Extrahierter Text>
Diese eher abstrakten Interpretationen werden illustriert durch vier idealtypische Fälle, die Kerschgens aus ihrem Datenmaterial extrahiert hat und die das empirische Spektrum der in ihrer Stichprobe vorkommenden Lebensentwürfe hinreichend gut abbilden: Der „Entwurf mit traditionell-hierarchischer Arbeitsteilung“ (S. 89 ff.) entspricht einem patriarchalen Familienmodell klassisch-bürgerlicher Prägung, der „Entwurf mit egalitärer und familienzentrierter Arbeitsteilung“ (S. 116 ff.) skizziert ein Modell im Sinne moderner Partnerschaftlichkeit. Der Entwurf einer „berufszentrierte[n] Arbeitsteilung auf traditioneller Basis“ (S. 145 ff.) dürfte am ehesten dem Modell der weiblichen Doppelbelastung entsprechen, da hier eine hohe Berufsorientierung beider Partner mit einer einseitig-traditionellen Aufgabenteilung im Haushaltsbereich einhergeht. Der vierte Fall der „Integrationsbewegungen auf Basis traditionell elterlicher Arbeitsteilung“ (S. 181 ff.) umfasst Paare, deren Beziehungen durch ein eher diffuses Verhältnis von „Hierarchie, Egalität und Berufszentrierung“ (S. 232) gekennzeichnet sind.
Auf Grundlage dieser vier Fälle hat Anke Kerschgens eine sauber durchgeführte und gut dokumentierte fallrekonstruktive Untersuchung über die „verschiedenen bewussten und nicht bewussten oder unbewussten“ (S. 244) Bestimmungsgründe der Arbeitsteilung vorgelegt. Die Lebens- und Deutungszusammenhänge der Paare wurden stringent herausgearbeitet und detailreich begründet. Leider fehlen am Ende pointierte und womöglich auch provokante Schlussfolgerungen im Hinblick auf die Konsequenzen für die (soziologische) Theoriebildung sowie mögliche offene Fragen.
Neben sicherlich vielen interessanten und wichtigen Ansätzen zum Weiterdenken hinsichtlich der Stichprobenziehung, des verwendeten Arbeitsteilungsbegriffs, dessen Reichweite und Verallgemeinerbarkeit, der Variation der Befunde entlang sozialstruktureller Ungleichheitsmerkmale (vor allem der Bildung), eines möglichen Zusammenhangs der unbewussten Dimensionen mit quantitativ operationalisierbaren Konstrukten oder der Generalisierbarkeit der Befunde erscheint aus Sicht der (quantitativ orientierten) soziologischen Forschung an dieser Stelle der folgende Aspekt am bemerkenswertesten:
Im Zuge der Entwicklung ihrer Fragestellung deutet Kerschgens an, dass soziologische Analysen „eine entscheidende Forschungslücke“ (S. 11) im Hinblick auf den Einfluss von unbewussten Faktoren auf die elterliche Arbeitsteilung aufweisen. Offen bleibt jedoch die Frage, inwieweit die kritisierte soziologische Forschung von den Ergebnissen dieser Studie profitieren könnte, gleichsam wie die in Kerschgens Studie entdeckten Zusammenhänge und Mechanismen systematisch in die soziologische Theorie integriert werden könnten.

Aufgaben>
- 1) Welchem Modell entspricht laut dem Text über Kerschgens' Studie zur elterlichen Arbeitsteilung der Entwurf einer „berufszentrierte[n] Arbeitsteilung auf traditioneller Basis“ am ehesten?
- 2) Führe den Text über Kerschgens' Studie zur elterlichen Arbeitsteilung im Anschluss an seinen letzten Satz weiter.

[Gespeicherte Einträge]
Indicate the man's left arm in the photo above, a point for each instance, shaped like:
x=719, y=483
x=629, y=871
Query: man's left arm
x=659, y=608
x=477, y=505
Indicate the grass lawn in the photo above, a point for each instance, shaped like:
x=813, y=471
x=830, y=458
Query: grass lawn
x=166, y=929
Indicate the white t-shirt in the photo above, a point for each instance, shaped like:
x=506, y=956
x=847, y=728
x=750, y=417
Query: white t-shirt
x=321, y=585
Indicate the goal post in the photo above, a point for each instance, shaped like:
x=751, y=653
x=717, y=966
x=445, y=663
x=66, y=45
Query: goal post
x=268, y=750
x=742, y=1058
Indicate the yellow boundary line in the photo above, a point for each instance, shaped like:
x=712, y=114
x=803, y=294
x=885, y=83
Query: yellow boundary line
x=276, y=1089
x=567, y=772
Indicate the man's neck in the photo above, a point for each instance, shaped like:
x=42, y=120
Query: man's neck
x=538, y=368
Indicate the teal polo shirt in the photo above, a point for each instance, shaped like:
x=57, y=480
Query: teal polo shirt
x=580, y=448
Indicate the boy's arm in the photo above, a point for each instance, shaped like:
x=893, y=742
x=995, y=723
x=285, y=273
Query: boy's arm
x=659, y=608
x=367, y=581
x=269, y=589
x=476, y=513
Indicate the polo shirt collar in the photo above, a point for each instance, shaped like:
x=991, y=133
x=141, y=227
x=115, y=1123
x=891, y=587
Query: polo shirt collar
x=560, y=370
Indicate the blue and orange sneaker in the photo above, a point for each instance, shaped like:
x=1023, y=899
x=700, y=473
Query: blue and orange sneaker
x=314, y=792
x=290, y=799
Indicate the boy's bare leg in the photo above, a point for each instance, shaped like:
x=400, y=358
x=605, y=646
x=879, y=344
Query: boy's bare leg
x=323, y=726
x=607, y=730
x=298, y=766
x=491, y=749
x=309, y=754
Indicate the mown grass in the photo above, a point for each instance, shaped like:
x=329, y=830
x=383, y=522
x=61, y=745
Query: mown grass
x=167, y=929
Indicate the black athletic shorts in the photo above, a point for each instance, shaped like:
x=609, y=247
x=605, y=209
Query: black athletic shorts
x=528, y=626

Ergebnisse je Aufgabe>
- 1) Er dürfte am ehesten dem Modell der weiblichen Doppelbelastung entsprechen.

- 2)
Ein Ansatzpunkt ließe sich beispielsweise in der neueren Längsschnittforschung zur Dynamik der Arbeitsteilung in Paarbeziehungen finden. Diese arbeitet derzeit vornehmlich auf Basis von Rational-Choice-Modellen, die auf Annahmen über die Sinnhaftigkeit von Handlungen im Hinblick auf das Erreichen bestimmter Ziele in gegebenen Situationen basieren. Diese Annahmen und Sinnunterstellungen könnten mit den empirischen Befunden über die unbewussten Einflüsse auf das Handeln und deren mögliche Veränderungen über die Zeit konfrontiert und damit zumindest einer Art Plausibilitätsprüfung unterzogen werden. Darüber hinaus könnten die empirischen Daten zur Weiterentwicklung des Framing-Ansatzes herangezogen werden. Mögliche Ansatzpunkte hierfür wären die individuellen und paargemeinschaftlichen Rationalisierungen und Rechtfertigungen der elterlichen Arbeitsteilung, die im Sinne handlungsrelevanter Situationsdefinitionen verstanden werden könnten. Oder es könnte die Bedeutung von Identitätsformationsprozessen, die ja ebenfalls weitgehend unbewusst ablaufen, für die Herausbildung und den Fortbestand von Arbeitsteilungsmustern besser eingeschätzt werden.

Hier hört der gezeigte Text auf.